╭─ Material to process
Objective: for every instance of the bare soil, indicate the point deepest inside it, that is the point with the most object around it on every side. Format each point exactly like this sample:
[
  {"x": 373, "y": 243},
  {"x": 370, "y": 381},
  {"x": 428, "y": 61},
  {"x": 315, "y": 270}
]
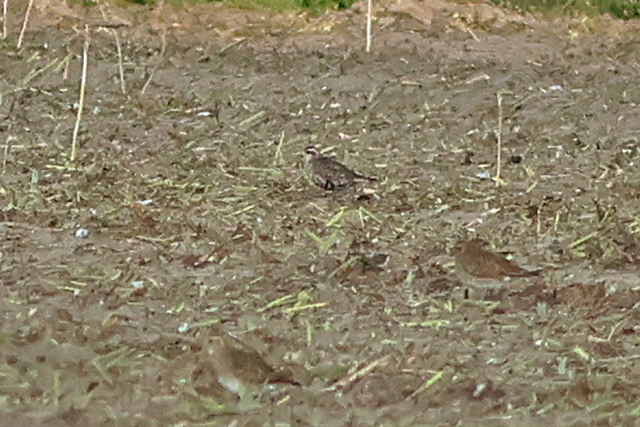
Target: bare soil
[{"x": 186, "y": 216}]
╰─
Copy the records above word for word, leaving out the pictures.

Objective: for every instance of the bare soil, indicate the point deepest inside it, that is the point with the most object around it on every side. Format each point exactly like this sample:
[
  {"x": 373, "y": 243},
  {"x": 370, "y": 381},
  {"x": 428, "y": 61},
  {"x": 315, "y": 270}
]
Target: bare soil
[{"x": 186, "y": 216}]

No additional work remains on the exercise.